## WRITTEN REQUEST
Reproduce the portion of the atom-counting text below that runs from "Given a chemical" up to and including "H1O2 is impossible.".

Given a chemical formula (given as a string), return the count of each atom.
An atomic element always starts with an uppercase character, then zero or more lowercase letters, representing the name.
1 or more digits representing the count of that element may follow if the count is greater than 1. If the count is 1, no digits will follow. For example, H2O and H2O2 are possible, but H1O2 is impossible.
Two formulas concatenated together produce another formula. For example, H2O2He3Mg4 is also a formula.
A formula placed in parentheses, and a count (optionally added) is also a formula. For example, (H2O2) and (H2O2)3 are formulas.

## MATERIAL PROVIDED

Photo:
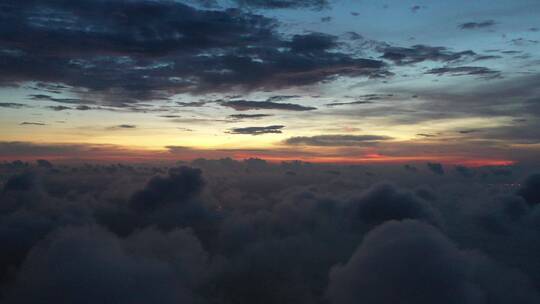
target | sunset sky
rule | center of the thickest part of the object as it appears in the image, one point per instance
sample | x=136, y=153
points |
x=314, y=80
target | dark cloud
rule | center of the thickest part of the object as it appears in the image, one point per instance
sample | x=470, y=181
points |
x=416, y=8
x=12, y=105
x=157, y=49
x=285, y=4
x=313, y=233
x=412, y=262
x=244, y=105
x=249, y=116
x=530, y=190
x=192, y=104
x=332, y=104
x=124, y=127
x=31, y=123
x=44, y=163
x=60, y=100
x=465, y=171
x=436, y=168
x=410, y=168
x=419, y=53
x=336, y=140
x=21, y=182
x=180, y=185
x=385, y=202
x=148, y=266
x=464, y=70
x=313, y=43
x=257, y=130
x=476, y=25
x=59, y=108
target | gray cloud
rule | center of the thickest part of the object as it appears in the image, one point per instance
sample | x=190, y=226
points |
x=249, y=116
x=476, y=25
x=336, y=140
x=465, y=70
x=244, y=105
x=419, y=53
x=257, y=130
x=12, y=105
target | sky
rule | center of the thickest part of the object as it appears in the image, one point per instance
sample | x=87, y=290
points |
x=322, y=81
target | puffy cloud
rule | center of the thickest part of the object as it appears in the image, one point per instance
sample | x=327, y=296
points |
x=384, y=202
x=413, y=262
x=180, y=185
x=530, y=190
x=89, y=264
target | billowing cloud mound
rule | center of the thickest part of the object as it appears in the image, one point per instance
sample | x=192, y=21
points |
x=530, y=190
x=254, y=231
x=412, y=262
x=180, y=185
x=91, y=265
x=385, y=202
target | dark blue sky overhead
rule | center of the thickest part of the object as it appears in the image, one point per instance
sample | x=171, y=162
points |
x=455, y=81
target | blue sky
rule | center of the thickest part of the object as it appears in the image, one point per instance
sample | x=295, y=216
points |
x=455, y=81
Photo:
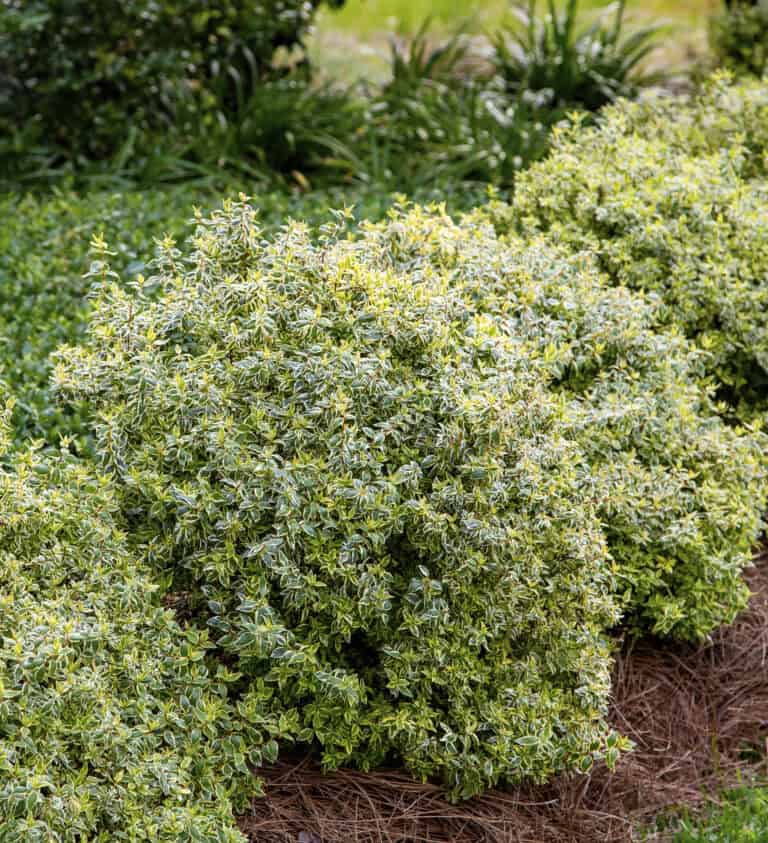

## ANSWER TO THE TASK
Given a chemical formula (given as a string), return the count of each atom.
An atomic element always starts with an uppercase character, then zero or more lowercase letters, representing the name.
1 or more digits representing the count of that element may follow if the count is greater than 1. If the count is 1, no digits will follow. For example, H2O and H2O2 are possible, but H1O2 is impossible.